-- Begin Extract to read --

Resnick, a major campaign contributor to leading California politicians in both the Democratic and Republican parties, has made tens of millions of dollars from buying public water on the cheap and reselling it back to the state at substantial profit. He has contributed heavily to the campaigns of Senator Feinstein, Senate President Pro Tem Darrell Steinberg (D-Sacramento) and Governor Schwarzenegger.

Resnick is a Beverly Hills billionaire, philanthropist and major political donor whose companies, including Paramount Farms, own more than 115,000 acres of land in Kern County, according to the Contra Costa Times. The “limousine liberal” also owns Westside Mutual Water Company in Bakersfield, which has taken control of the formerly public Kern Water Bank. Other companies that Resnick and his wife, Lynda, own include POM Wonderful, Teleflora, the nation’s largest floral wire service, FIJI Water, and Suterra, a pesticide company.

Resnick’s agricultural companies, based in Kern County, Kings, Tulare, and Fresno Counties, comprise the largest farming operation of tree crops in the world, processing citrus fruit, pomegranates, almonds, and pistachios.

Is the Obama Administration Repeating the Same Blunders As the Bush Regime?

Grader said the strategy of getting the NAS to review salmon restoration plans was first used by then Vice President Dick Cheney when federal plans in 2001 restricted the water diverted by agribusiness in the upper Klamath River in an effort to protect threatened salmon from extinction during drought.

“The Cheney strategy was to have a rushed NAS review identify enough areas of scientific uncertainty that the salmon restoration measures might be cast in doubt,” said Grader. “Six months later, the resulting change in the federal water plans on the Klamath helped spark the biggest adult salmon kill in Western U.S. history.”

Over 68,000 salmon perished in the unprecedented environmental disaster, spurred by warm, low water conditions on the Klamath at the height of the fall salmon spawning run.

“The good news is the science is solid behind this salmon rebuilding plan,” Grader stated. “The truth supports salmon fishermen who have been warning that too much water is being taken from the San Francisco Bay/Sacramento-San Joaquin Delta estuary and its salmon. Those who covet the water needed to keep our salmon and the Delta alive are piling on to sway the NAS panel against salmon conservation.”

“The federal National Marine Fisheries Service did a good job developing the salmon restoration plan. The NAS panel will also hear at length from the federal fish scientists who put this plan together, which is good,” added Grader.

The Delta is the largest and most important estuary on the West Coast of the Americas and provides habitat and a migratory pathway between Central Valley streams and the Golden Gate for the West Coast’s second largest salmon run. The chinook (king) salmon of the Central Valley that depend on the Delta are the “backbone” of ocean salmon fisheries off California and Oregon, according to Grader.

However, the NAS panel will also hear from U.S. Rep. Jim Costa of Fresno, CA and a representative of U.S. Rep. Dennis Cardoza of Merced, CA, who are the Democratic Party “water boys” for corporate agribusiness.

-- End Extract to read --
-- Begin Records --

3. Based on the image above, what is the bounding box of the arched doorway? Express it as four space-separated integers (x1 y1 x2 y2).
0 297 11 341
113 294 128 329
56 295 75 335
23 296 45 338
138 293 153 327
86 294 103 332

-- End Records --

List of tasks:
1. Name the crops that, according to the extract about water and salmon, Resnick's agricultural companies process.
2. Using the extract about water and salmon, say yes or no to each statement and quote the words that decide it: (a) More than 68,000 salmon died in the Klamath disaster. (b) Resnick's companies own more than 115,000 acres of land in Fresno County. (c) The Delta provides a migratory pathway for the West Coast's largest salmon run.

Answers for the exercise:
1. Citrus fruit, pomegranates, almonds, and pistachios.

2.
(a) Yes: "Over 68,000 salmon perished in the unprecedented environmental disaster"
(b) No: "own more than 115,000 acres of land in Kern County"
(c) No: "for the West Coast’s second largest salmon run"